→ **STATED EXERCISE**:
Copy the records from the line containing "Objective — one point per instance of the flower" through the end of the records, inclusive, keeping every line in that span. Scale each point coordinate by 2.25, rounding to whole numbers with halves rounded up, and leave all other text unchanged.

--- start PROVIDED RECORDS ---

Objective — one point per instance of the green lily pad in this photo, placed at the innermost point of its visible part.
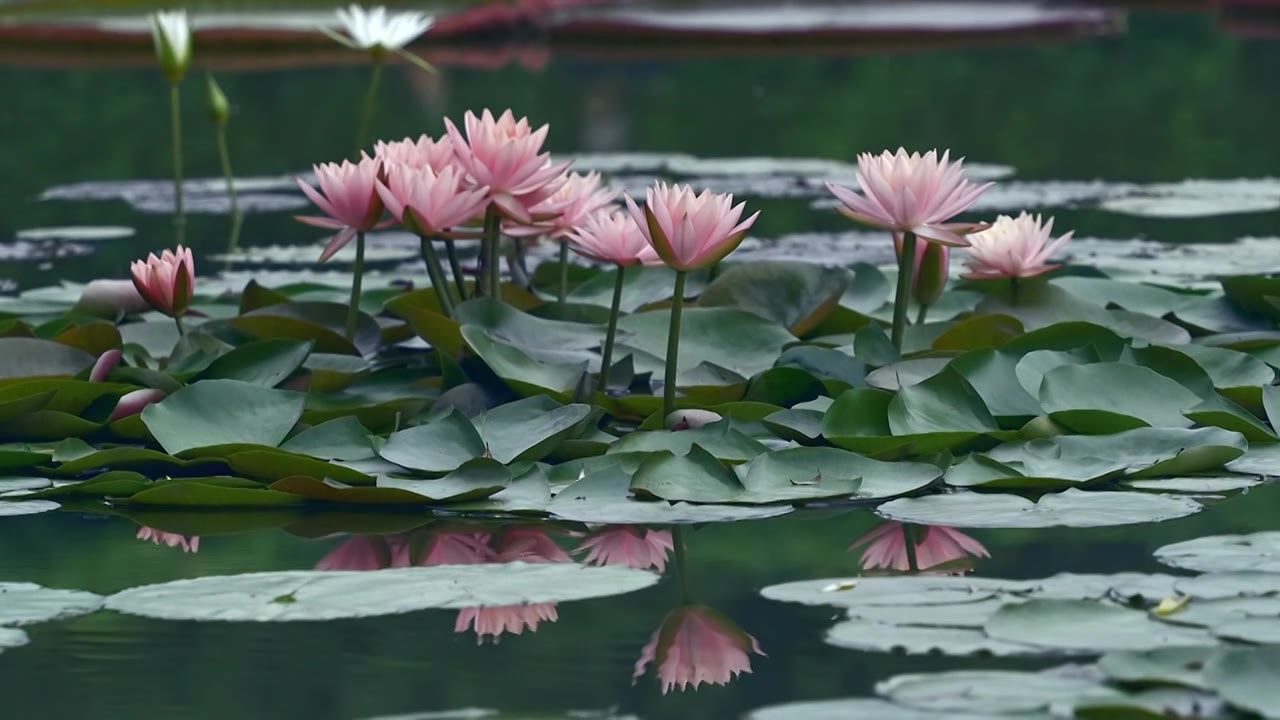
(26, 604)
(1109, 397)
(1072, 507)
(222, 413)
(437, 447)
(305, 595)
(787, 292)
(474, 479)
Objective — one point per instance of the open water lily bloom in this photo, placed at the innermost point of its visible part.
(696, 645)
(425, 151)
(504, 155)
(375, 28)
(430, 203)
(915, 194)
(690, 231)
(348, 199)
(167, 282)
(611, 236)
(936, 545)
(568, 208)
(1014, 247)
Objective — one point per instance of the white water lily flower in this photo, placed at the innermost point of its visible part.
(172, 36)
(376, 30)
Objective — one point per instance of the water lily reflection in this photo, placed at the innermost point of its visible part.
(892, 545)
(696, 645)
(170, 540)
(627, 546)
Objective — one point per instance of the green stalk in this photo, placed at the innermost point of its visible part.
(489, 270)
(681, 561)
(179, 217)
(451, 249)
(366, 114)
(357, 277)
(613, 328)
(562, 290)
(668, 388)
(437, 272)
(920, 314)
(905, 269)
(225, 158)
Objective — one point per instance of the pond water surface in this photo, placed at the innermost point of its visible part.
(1168, 96)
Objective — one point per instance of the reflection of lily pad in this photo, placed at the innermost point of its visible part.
(24, 604)
(1072, 507)
(301, 595)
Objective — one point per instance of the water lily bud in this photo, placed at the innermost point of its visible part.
(691, 419)
(172, 37)
(219, 109)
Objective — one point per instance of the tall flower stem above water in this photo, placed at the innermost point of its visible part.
(357, 274)
(179, 217)
(905, 269)
(668, 387)
(607, 360)
(366, 113)
(451, 249)
(562, 288)
(437, 273)
(489, 270)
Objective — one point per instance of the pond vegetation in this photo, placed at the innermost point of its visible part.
(538, 383)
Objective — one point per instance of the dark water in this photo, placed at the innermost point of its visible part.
(1171, 96)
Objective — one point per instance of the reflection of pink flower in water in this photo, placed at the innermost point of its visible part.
(172, 540)
(493, 621)
(936, 545)
(696, 645)
(632, 547)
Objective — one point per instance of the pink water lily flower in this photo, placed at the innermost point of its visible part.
(169, 540)
(629, 546)
(347, 195)
(167, 282)
(504, 155)
(1014, 247)
(568, 208)
(360, 552)
(696, 645)
(515, 619)
(136, 401)
(935, 546)
(430, 203)
(609, 236)
(423, 153)
(915, 194)
(690, 231)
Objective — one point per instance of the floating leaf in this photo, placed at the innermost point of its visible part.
(211, 413)
(305, 595)
(1072, 507)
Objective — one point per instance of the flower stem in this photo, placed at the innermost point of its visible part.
(366, 114)
(489, 270)
(225, 158)
(451, 249)
(920, 314)
(437, 272)
(607, 361)
(562, 290)
(905, 269)
(357, 277)
(681, 561)
(668, 386)
(179, 217)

--- end PROVIDED RECORDS ---

→ **SOLUTION TO THIS EXERCISE**:
Objective — one point per instance of the flower stem in this photo, placed at the innermost point of its visible part.
(824, 257)
(1100, 608)
(506, 356)
(1015, 560)
(2070, 707)
(983, 612)
(1366, 812)
(1265, 653)
(2036, 605)
(803, 623)
(1532, 1262)
(1503, 869)
(403, 488)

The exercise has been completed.